■ Aim of the task ■
In the piece on Ostrilemmings, what are ostriches actually doing when they seem to bury their heads in the sand?

■ Document excerpt ■

Ostrilemmings versus the Megadisruptors

Updated: Mar 18, 2019

Sir Kenneth Olisa.

 

Shock, horror! I recently discovered that two facts on which I have relied since school are myths!

To my surprise, it turns out that ostriches don’t bury their heads in the sand to avoid facing reality (they’re tending eggs) and lemmings don’t commit mass suicide by leaping en masse off cliffs (apparently they confuse migratory messages while searching for water). Despite the biological truths, both myths are kept alive and well by the Ostrilemmings of today’s corporate world.


Pick up any business paper and you will be regaled with tales of companies which have buried their heads so deeply in the sands of disruption that they can’t see that the end of their world is nigh.

The front of the herd is led by the retail sector. While Amazon’s customer-delighting e-commerce innovations rip swathes of destruction through the traditional bricks and mortar model, the familiar High Street brands just bury their collective head in the sand and hope that when they eventually come up for air, everything will be OK. Instead of applying leading-edge technologies to leverage their own customers’ loyalty, these losers are racing at speed to the cliff edge wasting what remains of their creative spirit trying to find clever ways of avoiding paying their rates and rent. And clawing in cash by resorting to that last resort of the failing shopkeeper – heavy discounting. But they’re not alone. Companies across the industrial spectrum are in a state of collective denial, hoping that what the Kings of the Megadisruptors – Amazon, Airbnb and Uber – have done to retail, lodging and transport, won’t happen to them! Of course, there are some who recognise that a cliff edge is approaching, but even they seem incapable of denying their genes and taking actions which might save their lives.


Rather than learning from the Megadisruptors and embracing innovation as part of their business-as-usual operations, this new breed of Ostrilemmings become group-thinking followers of fashion. Today that usually means pouring money into unsustainable experiments conducted in the ‘cool’ laboratory programmes of incubators and accelerators, the output of which is never more than a few column inches of sexy PR and some photos for the company intranet.

■ Provided records ■
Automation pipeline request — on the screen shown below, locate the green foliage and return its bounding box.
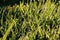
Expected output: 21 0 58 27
0 0 60 40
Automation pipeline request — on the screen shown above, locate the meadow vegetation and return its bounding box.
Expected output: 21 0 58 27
0 0 60 40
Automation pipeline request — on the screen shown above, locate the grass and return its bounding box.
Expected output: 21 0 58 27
0 0 60 40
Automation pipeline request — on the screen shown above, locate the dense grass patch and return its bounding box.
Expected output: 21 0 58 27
0 0 60 40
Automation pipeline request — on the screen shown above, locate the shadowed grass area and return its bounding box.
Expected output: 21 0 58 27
0 0 60 40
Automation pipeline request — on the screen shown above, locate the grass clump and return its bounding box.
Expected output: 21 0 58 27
0 0 60 40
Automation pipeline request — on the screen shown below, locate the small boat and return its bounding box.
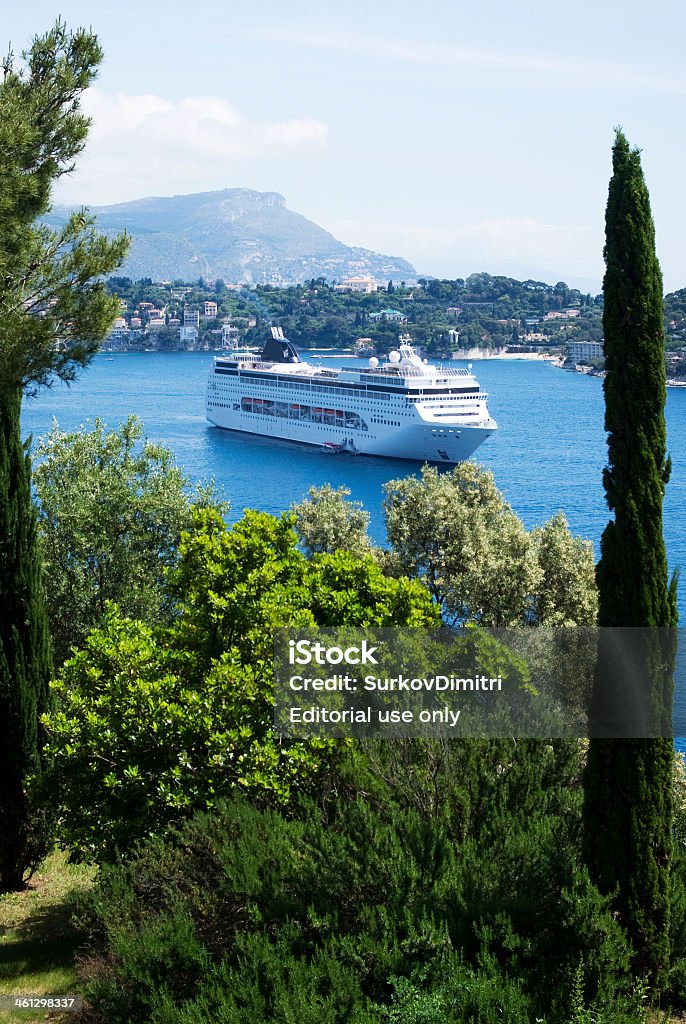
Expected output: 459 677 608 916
319 437 359 455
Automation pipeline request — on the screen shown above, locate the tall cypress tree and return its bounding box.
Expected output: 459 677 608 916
585 130 677 987
0 389 51 890
0 22 128 891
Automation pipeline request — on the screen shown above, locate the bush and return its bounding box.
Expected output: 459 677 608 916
73 743 633 1024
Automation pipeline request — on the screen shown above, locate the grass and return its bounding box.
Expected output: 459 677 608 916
0 853 94 1024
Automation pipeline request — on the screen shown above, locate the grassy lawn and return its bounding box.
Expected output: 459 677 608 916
0 853 94 1024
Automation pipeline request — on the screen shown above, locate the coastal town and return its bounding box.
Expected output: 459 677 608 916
100 273 686 384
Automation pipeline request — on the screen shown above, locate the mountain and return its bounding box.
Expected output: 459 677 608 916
45 188 417 285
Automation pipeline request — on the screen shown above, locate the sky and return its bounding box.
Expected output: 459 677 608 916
5 0 686 292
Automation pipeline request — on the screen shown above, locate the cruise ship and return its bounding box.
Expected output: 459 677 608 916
206 328 498 463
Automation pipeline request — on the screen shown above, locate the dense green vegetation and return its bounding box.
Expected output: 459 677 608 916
0 24 686 1024
585 130 677 985
34 416 225 665
0 23 127 892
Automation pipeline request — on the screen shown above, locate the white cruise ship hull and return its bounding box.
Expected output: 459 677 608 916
206 332 498 463
207 409 497 463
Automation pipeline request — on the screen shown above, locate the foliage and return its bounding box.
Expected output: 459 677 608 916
292 483 371 556
531 512 598 627
46 509 435 860
68 743 636 1024
585 129 677 987
384 462 596 626
0 22 128 392
0 22 127 889
0 391 51 892
34 416 225 664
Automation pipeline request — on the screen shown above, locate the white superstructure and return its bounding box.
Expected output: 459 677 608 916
207 328 498 463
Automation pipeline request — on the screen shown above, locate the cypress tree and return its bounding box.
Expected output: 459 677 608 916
0 22 128 891
585 129 677 988
0 389 51 891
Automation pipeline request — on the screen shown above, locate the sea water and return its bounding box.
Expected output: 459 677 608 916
23 352 686 751
23 352 686 606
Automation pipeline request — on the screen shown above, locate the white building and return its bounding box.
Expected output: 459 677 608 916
569 341 605 366
336 278 379 295
178 324 198 345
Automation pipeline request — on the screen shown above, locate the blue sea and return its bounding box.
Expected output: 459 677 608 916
23 352 686 745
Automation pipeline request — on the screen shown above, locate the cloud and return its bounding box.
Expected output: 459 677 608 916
256 28 686 94
55 88 328 205
326 218 602 278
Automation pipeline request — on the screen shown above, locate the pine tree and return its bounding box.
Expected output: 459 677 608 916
585 130 677 987
0 22 128 891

■ Output of the exercise ■
They are tending eggs.